YOUR TASK
Only the lines from the one containing "Rules: pick out each instance of the goalkeeper glove" through the last line of the data are to be written out, exactly and in full.

SUPPLIED ENTRIES
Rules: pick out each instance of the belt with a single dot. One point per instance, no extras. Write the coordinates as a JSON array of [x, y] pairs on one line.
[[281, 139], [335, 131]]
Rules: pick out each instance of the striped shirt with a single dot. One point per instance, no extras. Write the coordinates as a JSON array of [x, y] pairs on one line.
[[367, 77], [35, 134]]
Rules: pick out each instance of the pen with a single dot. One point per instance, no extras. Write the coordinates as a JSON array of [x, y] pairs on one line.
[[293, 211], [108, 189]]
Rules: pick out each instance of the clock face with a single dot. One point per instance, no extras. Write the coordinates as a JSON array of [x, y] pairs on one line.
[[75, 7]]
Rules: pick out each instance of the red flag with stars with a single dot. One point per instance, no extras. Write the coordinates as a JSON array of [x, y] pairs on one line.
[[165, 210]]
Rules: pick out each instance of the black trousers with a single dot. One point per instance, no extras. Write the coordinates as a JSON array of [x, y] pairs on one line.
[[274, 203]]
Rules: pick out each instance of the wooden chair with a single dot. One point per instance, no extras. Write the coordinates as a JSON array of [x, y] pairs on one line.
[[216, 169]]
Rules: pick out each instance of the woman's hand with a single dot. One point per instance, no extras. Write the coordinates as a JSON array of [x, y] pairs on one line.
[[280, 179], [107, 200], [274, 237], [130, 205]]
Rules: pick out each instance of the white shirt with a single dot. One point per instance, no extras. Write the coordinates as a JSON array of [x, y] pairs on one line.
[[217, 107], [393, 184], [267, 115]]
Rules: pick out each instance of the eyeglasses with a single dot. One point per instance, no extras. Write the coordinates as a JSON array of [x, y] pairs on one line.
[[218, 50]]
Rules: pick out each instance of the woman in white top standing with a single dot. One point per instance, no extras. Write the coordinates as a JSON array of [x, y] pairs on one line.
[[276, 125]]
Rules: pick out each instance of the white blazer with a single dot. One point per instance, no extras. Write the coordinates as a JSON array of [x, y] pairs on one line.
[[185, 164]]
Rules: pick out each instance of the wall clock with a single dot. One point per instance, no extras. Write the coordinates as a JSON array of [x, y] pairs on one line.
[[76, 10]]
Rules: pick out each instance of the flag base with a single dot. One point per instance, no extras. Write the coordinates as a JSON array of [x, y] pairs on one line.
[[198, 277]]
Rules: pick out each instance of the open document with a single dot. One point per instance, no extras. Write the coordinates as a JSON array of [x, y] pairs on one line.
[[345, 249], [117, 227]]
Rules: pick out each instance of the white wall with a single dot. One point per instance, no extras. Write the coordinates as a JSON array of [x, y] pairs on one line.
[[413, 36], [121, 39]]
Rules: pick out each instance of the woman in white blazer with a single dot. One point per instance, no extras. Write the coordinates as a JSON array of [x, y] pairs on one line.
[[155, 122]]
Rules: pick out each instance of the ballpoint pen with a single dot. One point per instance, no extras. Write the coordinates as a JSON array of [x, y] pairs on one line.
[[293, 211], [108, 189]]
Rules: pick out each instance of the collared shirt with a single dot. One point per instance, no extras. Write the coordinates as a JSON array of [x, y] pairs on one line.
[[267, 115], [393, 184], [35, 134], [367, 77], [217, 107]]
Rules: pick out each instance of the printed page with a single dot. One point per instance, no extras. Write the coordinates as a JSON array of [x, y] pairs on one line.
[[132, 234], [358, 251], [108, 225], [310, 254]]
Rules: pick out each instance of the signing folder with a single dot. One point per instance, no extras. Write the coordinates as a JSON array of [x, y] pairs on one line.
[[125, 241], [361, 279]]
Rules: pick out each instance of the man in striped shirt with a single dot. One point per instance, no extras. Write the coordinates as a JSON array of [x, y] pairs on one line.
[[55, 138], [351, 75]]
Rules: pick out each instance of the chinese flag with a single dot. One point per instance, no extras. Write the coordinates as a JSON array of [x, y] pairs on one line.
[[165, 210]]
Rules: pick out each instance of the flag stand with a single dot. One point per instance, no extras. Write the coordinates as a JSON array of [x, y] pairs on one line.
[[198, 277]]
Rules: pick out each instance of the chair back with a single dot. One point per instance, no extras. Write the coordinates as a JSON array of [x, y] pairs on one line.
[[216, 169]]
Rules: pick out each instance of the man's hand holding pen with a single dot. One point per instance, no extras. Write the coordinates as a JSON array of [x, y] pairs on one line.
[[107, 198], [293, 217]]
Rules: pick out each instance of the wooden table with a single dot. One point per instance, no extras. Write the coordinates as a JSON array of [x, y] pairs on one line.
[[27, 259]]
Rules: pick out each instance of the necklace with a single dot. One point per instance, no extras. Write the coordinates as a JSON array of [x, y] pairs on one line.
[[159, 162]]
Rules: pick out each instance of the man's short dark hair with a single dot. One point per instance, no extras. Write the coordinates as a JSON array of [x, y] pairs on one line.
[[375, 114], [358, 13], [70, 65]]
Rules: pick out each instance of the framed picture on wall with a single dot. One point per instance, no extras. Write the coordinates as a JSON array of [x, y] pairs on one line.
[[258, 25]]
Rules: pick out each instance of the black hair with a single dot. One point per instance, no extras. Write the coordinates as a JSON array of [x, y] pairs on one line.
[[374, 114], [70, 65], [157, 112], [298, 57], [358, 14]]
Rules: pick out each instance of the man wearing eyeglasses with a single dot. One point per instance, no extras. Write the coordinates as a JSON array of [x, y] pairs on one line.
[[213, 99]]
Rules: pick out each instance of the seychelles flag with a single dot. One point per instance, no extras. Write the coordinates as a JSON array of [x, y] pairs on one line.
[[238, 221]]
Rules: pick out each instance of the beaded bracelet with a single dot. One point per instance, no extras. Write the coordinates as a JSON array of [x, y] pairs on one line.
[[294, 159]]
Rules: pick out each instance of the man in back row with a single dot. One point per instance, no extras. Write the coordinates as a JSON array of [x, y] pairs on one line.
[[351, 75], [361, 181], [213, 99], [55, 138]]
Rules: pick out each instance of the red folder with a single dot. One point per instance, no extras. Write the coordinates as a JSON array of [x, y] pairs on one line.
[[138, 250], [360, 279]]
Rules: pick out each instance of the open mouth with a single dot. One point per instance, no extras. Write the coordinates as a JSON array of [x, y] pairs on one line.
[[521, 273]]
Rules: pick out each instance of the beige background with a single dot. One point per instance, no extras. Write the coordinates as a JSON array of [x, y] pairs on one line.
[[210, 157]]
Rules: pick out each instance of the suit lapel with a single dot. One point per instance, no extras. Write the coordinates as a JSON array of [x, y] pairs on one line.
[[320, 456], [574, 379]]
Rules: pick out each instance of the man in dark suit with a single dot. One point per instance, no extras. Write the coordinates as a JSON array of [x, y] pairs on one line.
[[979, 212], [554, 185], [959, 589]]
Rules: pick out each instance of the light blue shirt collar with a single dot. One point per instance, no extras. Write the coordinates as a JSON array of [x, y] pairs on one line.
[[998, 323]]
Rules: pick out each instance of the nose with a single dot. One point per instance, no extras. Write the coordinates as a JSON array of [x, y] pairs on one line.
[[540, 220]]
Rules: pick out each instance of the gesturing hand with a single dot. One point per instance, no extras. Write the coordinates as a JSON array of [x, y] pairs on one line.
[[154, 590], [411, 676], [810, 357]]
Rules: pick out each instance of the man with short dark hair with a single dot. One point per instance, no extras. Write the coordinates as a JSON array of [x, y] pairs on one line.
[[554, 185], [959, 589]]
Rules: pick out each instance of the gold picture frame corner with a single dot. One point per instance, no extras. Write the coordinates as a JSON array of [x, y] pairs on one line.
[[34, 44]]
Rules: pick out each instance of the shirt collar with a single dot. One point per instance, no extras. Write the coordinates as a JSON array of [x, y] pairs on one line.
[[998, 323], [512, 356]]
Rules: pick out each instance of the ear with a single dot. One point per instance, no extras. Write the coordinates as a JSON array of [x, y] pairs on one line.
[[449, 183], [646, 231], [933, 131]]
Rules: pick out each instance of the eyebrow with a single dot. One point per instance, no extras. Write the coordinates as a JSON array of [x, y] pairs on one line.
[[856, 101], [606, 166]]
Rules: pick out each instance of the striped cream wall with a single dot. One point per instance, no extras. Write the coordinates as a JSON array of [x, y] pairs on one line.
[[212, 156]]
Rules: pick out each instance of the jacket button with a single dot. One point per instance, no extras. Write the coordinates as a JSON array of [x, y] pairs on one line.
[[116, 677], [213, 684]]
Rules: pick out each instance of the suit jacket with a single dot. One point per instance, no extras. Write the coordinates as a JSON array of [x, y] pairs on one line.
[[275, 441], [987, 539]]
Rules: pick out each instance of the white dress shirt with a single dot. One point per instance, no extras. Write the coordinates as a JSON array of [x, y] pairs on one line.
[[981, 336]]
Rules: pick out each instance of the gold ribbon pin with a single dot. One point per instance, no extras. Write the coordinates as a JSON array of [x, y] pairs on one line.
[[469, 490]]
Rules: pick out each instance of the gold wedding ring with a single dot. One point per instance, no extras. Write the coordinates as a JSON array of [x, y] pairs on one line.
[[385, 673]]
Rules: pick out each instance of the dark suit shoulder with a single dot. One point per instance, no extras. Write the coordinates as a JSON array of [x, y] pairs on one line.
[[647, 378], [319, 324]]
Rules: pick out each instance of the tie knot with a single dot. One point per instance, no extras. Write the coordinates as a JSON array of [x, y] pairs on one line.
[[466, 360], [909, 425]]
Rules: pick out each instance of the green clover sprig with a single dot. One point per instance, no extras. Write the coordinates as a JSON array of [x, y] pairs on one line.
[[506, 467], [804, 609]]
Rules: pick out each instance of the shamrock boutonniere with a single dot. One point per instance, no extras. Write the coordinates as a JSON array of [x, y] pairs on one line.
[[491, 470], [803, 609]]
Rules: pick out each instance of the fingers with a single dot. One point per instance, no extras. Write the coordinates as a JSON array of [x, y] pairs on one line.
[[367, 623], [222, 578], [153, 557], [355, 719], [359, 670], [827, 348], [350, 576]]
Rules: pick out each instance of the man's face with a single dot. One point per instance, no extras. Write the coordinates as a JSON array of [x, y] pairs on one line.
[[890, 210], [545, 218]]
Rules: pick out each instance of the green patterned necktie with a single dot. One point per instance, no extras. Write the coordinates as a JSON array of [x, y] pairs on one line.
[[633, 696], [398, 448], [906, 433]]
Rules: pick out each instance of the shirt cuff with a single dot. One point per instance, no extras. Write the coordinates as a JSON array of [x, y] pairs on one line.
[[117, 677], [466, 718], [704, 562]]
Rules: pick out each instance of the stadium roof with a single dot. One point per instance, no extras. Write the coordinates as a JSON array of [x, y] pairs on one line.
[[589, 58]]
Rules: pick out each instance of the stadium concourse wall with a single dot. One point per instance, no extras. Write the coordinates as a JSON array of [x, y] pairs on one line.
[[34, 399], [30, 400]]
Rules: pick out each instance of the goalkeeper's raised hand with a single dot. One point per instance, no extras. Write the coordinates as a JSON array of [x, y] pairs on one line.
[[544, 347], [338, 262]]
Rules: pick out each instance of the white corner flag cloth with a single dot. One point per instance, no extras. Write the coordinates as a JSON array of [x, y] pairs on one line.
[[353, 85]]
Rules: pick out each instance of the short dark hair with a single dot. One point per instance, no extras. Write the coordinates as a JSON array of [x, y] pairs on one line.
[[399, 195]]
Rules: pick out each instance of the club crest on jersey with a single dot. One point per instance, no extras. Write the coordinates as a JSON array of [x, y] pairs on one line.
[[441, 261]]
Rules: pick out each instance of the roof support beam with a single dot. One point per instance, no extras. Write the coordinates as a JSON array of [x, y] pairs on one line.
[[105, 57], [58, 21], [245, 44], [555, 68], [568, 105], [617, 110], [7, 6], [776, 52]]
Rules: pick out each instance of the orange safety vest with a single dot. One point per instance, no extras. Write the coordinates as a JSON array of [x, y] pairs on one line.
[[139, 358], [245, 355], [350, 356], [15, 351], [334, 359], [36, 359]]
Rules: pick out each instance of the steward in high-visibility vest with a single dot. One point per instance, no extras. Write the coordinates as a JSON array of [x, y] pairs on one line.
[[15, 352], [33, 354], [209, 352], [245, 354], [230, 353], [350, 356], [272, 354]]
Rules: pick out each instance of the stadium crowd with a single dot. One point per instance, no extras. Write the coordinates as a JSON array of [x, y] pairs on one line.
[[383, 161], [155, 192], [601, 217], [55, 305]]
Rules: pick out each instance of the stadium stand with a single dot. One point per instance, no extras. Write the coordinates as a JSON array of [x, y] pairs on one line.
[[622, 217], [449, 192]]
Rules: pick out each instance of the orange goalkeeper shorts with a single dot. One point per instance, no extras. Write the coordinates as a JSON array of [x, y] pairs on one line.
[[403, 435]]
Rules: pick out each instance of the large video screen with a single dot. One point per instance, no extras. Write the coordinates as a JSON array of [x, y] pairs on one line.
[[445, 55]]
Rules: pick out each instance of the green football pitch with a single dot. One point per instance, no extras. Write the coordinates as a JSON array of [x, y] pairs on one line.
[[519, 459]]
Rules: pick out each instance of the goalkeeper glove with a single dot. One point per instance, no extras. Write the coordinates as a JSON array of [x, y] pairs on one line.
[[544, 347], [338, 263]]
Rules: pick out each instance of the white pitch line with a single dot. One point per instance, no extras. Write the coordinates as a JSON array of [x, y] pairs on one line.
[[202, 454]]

EXERCISE RESULT
Rules: pick out each instance of the goalkeeper glove with a single dot. One point per instance, no extras. Write the coordinates as a JSON array of [x, y] pairs on one line.
[[544, 347], [338, 263]]
Rules: pick out each instance of the white pitch line with a single dot. One point per instance, no extras. Write the coordinates as a JSON array of [x, y] pairs on one line.
[[202, 454]]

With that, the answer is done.